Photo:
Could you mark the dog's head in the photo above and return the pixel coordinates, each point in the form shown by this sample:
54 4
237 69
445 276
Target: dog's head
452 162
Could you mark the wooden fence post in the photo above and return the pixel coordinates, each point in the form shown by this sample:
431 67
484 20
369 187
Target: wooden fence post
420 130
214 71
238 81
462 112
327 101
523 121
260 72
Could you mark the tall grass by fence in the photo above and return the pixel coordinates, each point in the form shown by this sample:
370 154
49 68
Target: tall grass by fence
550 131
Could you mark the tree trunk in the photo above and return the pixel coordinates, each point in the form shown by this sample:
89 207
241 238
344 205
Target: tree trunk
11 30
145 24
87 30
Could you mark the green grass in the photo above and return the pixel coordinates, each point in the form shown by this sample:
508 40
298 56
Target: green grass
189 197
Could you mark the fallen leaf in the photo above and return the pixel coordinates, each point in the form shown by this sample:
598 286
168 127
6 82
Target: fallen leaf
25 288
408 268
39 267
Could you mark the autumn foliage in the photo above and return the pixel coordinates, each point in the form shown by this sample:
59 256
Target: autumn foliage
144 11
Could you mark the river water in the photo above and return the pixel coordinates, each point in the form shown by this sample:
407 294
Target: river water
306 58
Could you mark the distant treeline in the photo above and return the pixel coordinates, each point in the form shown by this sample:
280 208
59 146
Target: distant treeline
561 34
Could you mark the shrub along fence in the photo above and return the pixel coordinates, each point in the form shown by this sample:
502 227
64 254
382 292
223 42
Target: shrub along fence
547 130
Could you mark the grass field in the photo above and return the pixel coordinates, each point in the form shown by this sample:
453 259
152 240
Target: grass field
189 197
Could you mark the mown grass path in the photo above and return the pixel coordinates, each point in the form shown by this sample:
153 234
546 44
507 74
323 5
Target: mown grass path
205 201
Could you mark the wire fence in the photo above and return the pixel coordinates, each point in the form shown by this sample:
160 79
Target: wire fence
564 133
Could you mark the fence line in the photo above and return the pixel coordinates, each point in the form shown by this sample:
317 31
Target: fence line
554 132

WRITTEN TASK:
Exactly as written, please output every entry.

COMPLETED TASK:
Photo:
Could you mark the dog's head in the photo above and return the pixel coordinates, each point in the form shown by this sample:
54 4
237 69
445 276
Target: dog's head
452 162
Could you mark the wooden fence post in the photo above and return the pixel coordinates, each point in the form shown by this sample:
431 67
484 20
369 187
Target: wooden fence post
420 130
214 71
238 81
462 112
327 101
523 121
260 72
Could you mark the tall grass by fence in the photo above and return the pixel coordinates, each point in the form shown by this sample:
370 154
49 68
Target: tall grass by fence
550 131
Could you mark the tree trunk in the photo above and return the pixel coordinates, each point in the form shown by this sample:
89 207
241 238
344 205
Target: tree trunk
11 30
145 24
87 30
Could you mark the green grass in the photo above and return the pixel coordinates, each point in the form shown by this sample:
508 40
298 56
Target: green grass
189 197
Could you mark the fallen leaf in the photo above and return the pixel coordinates, each point in the form shown by this sample:
598 286
168 127
6 82
Target: fallen leaf
25 288
408 268
39 267
Could you mark the autumn foliage in the photo above and return the pixel coordinates, each point in the form shown by this sample:
59 256
Target: autumn foliage
144 11
Could you mark the river water in the photo above and return the pixel coordinates, each point in the form shown by this sample:
407 294
Target: river water
306 58
Could you mark the distant treeline in the photo above and return the pixel coordinates, each point in the form shown by this sample:
280 208
59 146
Target: distant treeline
561 34
Could you mark the shrub along fence in the photo above and return the pixel coordinates, each point in the form shown by this sample:
502 227
64 254
382 292
223 42
Target: shrub along fence
547 130
Could you mark the grass field in the photo above and return the pixel coordinates, each point in the form shown by this sample:
453 259
152 240
Target: grass field
189 197
Could you mark the mown grass path in the photo above and return the pixel coordinates, each point in the form shown by this sample:
153 234
546 44
507 74
323 5
Target: mown grass path
205 201
Could you mark the wire fence in the photo above and return the pixel coordinates, each point in the form shown by this sample:
160 79
Target: wire fence
564 133
Could you mark the fence line in the photo above and return the pixel coordinates, each point in the form shown by this sample:
317 31
Target: fence line
554 132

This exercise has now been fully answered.